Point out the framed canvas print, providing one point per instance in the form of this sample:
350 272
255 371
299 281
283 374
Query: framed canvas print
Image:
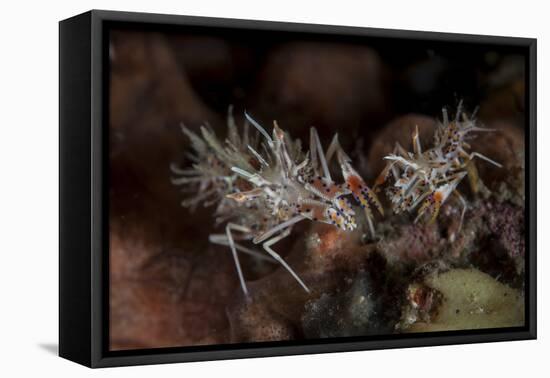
233 188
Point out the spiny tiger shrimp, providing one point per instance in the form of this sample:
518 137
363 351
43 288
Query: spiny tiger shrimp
263 187
428 178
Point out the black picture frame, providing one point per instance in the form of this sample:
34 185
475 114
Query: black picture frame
83 232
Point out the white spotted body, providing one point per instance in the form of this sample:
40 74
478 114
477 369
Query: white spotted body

════════

◆ CONSEGNA ◆
Ricopia parola per parola tutte le voci qui sopra, senza includere le immagini.

◆ RISPOSTA ATTESA ◆
Point out the framed canvas print, providing one point per instance in the form of this sample:
350 272
255 371
299 281
283 374
Query: framed canvas print
Image:
233 188
Point out the spiny tiger shrimp, providing one point per instance in the form of this sample:
518 137
363 351
43 288
Query: spiny tiger shrimp
263 187
428 178
Point out the black picture frame, providing one point per instance in the form of this sample:
34 185
475 114
Query: black picture frame
83 232
Point out the white spotted body, providing one point per instance in the form of this sample:
40 74
478 114
477 369
Query: white spotted body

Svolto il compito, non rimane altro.